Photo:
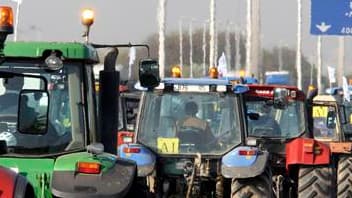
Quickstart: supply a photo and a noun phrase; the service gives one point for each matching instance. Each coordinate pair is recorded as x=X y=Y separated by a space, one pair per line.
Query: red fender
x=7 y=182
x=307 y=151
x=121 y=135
* * *
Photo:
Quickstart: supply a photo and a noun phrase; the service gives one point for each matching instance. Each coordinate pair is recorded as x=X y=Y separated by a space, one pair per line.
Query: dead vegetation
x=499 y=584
...
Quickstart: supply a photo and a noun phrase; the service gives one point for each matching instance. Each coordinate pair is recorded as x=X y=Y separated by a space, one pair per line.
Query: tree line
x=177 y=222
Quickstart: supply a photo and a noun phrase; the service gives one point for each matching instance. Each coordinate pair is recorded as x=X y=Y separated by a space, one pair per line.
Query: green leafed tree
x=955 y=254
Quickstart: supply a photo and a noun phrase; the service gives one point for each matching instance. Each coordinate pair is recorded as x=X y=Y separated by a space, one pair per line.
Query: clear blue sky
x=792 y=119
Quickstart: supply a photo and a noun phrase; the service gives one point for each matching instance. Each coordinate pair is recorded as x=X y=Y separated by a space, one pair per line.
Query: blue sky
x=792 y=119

■ WHAT YOU NEED TO DO
Locate every line in the material above that contains the string "tree", and copy each such line in full. Matching is case-sensitive.

■ ANSWER TO THIS TASK
Query: tree line
Query: green leafed tree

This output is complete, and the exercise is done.